— WHAT TO PRODUCE —
Gather every line of the records below that contains the string "roof". Case counts.

— ITEMS —
* * * * *

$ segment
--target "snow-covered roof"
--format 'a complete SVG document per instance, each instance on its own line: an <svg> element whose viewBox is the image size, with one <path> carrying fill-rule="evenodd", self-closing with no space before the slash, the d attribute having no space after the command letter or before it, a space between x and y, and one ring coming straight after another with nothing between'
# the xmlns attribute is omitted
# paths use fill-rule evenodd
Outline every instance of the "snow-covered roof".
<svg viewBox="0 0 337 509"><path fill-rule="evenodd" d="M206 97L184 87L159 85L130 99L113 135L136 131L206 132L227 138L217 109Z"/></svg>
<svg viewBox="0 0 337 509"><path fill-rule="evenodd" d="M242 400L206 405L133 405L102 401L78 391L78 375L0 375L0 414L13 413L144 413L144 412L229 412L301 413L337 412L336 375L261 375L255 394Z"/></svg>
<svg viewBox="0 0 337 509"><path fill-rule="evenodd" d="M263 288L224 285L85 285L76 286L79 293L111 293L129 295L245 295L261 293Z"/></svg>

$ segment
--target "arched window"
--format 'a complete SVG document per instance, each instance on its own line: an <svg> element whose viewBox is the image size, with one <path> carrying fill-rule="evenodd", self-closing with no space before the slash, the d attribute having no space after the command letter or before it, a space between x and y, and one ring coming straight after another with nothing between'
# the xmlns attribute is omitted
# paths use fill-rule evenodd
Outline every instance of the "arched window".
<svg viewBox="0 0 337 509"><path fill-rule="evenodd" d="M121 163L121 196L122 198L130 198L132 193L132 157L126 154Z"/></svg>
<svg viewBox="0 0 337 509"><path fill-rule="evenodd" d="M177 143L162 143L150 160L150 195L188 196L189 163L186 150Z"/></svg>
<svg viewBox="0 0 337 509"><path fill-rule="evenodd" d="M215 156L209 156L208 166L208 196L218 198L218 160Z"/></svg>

* * * * *

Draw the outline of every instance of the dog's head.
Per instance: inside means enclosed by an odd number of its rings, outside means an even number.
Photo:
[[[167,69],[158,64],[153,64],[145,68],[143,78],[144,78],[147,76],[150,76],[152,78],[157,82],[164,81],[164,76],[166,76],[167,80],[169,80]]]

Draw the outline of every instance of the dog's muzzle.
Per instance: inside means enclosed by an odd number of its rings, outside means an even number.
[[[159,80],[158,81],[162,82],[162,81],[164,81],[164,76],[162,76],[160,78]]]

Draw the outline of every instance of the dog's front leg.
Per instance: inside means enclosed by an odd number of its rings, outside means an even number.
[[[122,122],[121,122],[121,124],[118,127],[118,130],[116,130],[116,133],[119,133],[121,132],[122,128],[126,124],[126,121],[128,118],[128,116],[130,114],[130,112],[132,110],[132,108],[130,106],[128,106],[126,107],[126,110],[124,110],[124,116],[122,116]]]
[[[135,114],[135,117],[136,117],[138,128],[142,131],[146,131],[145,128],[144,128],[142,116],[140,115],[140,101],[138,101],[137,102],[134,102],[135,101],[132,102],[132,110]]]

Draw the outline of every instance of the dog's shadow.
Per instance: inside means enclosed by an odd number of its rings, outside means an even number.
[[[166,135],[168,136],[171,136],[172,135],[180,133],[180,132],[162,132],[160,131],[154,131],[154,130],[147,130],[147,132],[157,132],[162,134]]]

* * * * *

— REPLY TO THE EXERCISE —
--target "snow-covered roof"
Outline every instance of the "snow-covered roof".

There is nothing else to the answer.